**What is needed**. Every entry below, first to last, should be restated word for word.

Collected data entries
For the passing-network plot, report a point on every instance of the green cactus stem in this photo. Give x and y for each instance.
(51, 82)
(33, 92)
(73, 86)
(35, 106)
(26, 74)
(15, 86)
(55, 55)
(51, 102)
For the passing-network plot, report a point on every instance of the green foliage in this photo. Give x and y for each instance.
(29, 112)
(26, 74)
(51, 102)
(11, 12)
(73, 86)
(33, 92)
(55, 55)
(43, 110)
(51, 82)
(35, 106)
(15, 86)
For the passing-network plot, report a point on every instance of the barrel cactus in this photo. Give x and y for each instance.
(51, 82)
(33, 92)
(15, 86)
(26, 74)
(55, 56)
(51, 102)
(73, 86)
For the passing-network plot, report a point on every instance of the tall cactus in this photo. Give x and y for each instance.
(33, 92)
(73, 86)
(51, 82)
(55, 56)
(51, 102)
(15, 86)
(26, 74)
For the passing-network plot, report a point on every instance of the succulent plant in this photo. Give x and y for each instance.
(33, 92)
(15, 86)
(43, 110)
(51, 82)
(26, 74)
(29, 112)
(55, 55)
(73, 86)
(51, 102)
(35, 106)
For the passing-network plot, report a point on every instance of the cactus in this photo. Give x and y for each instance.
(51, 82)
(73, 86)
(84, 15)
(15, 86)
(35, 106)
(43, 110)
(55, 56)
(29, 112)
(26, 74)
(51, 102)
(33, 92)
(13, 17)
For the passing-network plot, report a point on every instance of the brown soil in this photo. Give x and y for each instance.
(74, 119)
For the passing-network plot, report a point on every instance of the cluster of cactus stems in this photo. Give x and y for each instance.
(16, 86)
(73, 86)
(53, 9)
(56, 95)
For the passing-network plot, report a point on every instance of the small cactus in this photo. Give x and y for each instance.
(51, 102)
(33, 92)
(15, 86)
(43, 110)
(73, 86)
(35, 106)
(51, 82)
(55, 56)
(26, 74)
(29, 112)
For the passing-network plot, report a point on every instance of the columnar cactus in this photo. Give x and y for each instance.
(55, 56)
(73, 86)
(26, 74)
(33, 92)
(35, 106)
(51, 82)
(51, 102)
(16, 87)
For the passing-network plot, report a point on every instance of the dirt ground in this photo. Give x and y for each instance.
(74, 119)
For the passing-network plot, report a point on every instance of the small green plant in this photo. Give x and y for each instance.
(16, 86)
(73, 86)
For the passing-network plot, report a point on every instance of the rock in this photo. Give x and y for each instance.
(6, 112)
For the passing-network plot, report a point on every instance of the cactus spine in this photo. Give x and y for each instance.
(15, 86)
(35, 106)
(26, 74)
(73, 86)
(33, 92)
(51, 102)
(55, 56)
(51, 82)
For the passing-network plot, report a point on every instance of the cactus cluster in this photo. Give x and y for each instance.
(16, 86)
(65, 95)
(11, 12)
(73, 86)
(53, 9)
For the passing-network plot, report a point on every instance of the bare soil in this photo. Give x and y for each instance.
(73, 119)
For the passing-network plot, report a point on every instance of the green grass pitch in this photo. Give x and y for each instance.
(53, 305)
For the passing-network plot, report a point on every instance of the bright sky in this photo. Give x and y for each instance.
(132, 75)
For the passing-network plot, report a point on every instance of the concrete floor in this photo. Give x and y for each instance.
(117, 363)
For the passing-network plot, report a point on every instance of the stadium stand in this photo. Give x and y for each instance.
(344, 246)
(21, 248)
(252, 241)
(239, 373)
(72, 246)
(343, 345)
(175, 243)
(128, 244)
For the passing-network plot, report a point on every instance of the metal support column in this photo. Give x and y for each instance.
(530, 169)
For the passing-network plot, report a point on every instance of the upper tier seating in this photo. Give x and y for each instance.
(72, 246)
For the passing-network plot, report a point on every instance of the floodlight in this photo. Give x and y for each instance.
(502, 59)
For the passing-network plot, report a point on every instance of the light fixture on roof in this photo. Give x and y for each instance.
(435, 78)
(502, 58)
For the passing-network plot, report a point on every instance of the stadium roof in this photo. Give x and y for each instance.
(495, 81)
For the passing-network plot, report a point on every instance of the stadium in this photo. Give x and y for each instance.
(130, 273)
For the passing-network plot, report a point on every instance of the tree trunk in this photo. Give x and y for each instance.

**Reply**.
For the passing-network plot, report a point on every instance of the green cactus stem in this photo. Give x and y for each instance.
(51, 82)
(33, 92)
(73, 86)
(35, 106)
(26, 74)
(15, 86)
(55, 55)
(51, 102)
For the passing-network plot, report a point on every instance of the green foliage in this photo. Give x and y for each instance.
(29, 112)
(26, 74)
(51, 102)
(11, 12)
(73, 86)
(33, 92)
(55, 55)
(43, 110)
(51, 82)
(35, 106)
(15, 86)
For the passing-network plot, report a point on every instance of the barrel cactus in this photo. Give x and y for each instance.
(51, 82)
(33, 92)
(15, 86)
(26, 74)
(55, 56)
(51, 102)
(73, 86)
For the passing-network plot, report a point on every instance of the tall cactus in this photo. Give x and y for each instance.
(33, 92)
(73, 86)
(51, 82)
(55, 56)
(51, 102)
(15, 86)
(26, 74)
For the passing-network plot, report a point on every instance of the succulent plant in this photo. Give x and y for each instance.
(33, 92)
(15, 86)
(43, 110)
(51, 82)
(26, 74)
(29, 112)
(55, 55)
(73, 86)
(51, 102)
(35, 106)
For the passing-network plot, report a point on every instance of the cactus in this photo. Give x and y for each instance.
(51, 82)
(73, 86)
(84, 15)
(15, 86)
(35, 106)
(43, 110)
(55, 56)
(29, 112)
(26, 74)
(51, 102)
(33, 92)
(13, 17)
For the passing-network plot, report a point on every instance of the brown soil in this photo. Give x and y for each instance.
(74, 119)
For the passing-network plot, report a point on every instance of the cluster of cactus stems in this photo. Give x and y for each instance.
(16, 86)
(73, 86)
(53, 9)
(56, 95)
For the passing-network plot, report a point on every instance of the small cactus in this photo. Give x and y for each instance.
(51, 102)
(33, 92)
(15, 86)
(43, 110)
(73, 86)
(35, 106)
(51, 82)
(55, 56)
(26, 74)
(29, 112)
For the passing-network plot, report a point on every instance of the columnar cactus in this photo. Give x and y for each instance.
(55, 56)
(73, 86)
(26, 74)
(33, 92)
(35, 106)
(51, 82)
(51, 102)
(16, 87)
For the passing-network plot, report a point on every instance of the dirt ground in this photo. Give x and y for each instance.
(74, 119)
For the passing-network plot, report a point on every instance of the small green plant in this photo. Give x and y for each instance.
(16, 86)
(73, 86)
For the passing-network plot, report a point on every instance of the rock in this photo. Give x and y for each instance.
(6, 112)
For the passing-network plot, report a point on every instance of the cactus spine in this photo. Give x and y for each instance.
(15, 86)
(35, 106)
(26, 74)
(73, 86)
(33, 92)
(51, 102)
(55, 56)
(51, 82)
For the passing-network plot, report a point on every instance of the cactus cluster in this photo. Give x and y for each instance.
(16, 86)
(65, 95)
(11, 12)
(73, 86)
(53, 9)
For the passing-network plot, report a point on every instance of the bare soil in this photo. Give x and y for each instance.
(73, 119)
For the passing-network plot, report a point on every instance of the green grass pitch in this photo. Give x and y for each instance.
(53, 305)
For the passing-network plot, report a point on every instance of the bright sky in this photo. Give x and y for each instance.
(132, 75)
For the passing-network plot, report a point on every instance of the concrete floor in this photo. Give x and y for each instance.
(117, 363)
For the passing-network plot, report a point on every instance of the stadium stand in this photo. Give x and y for each instance.
(344, 246)
(21, 248)
(252, 241)
(239, 373)
(72, 246)
(343, 345)
(175, 243)
(128, 244)
For the passing-network plot, report a point on every instance of the metal support column in this photo. Give x and y for each instance.
(530, 169)
For the passing-network plot, report a point on every instance of the upper tier seating in this photo. Give x and y for each instance.
(72, 246)
For the passing-network plot, report a point on every instance of the floodlight in this photo. Give x and y for each instance.
(502, 59)
For the passing-network plot, report a point on every instance of the light fixture on roof in this photo. Give x and y for each instance.
(435, 78)
(502, 58)
For the passing-network plot, report a point on every instance of the stadium roof in this photo. Give x and y for each instance.
(495, 81)
For the passing-network plot, report a point on every instance of the stadium in this photo. Give x and y for each instance.
(130, 273)
For the passing-network plot, report a point on every instance of the tree trunk in this photo. Give x and y for each instance.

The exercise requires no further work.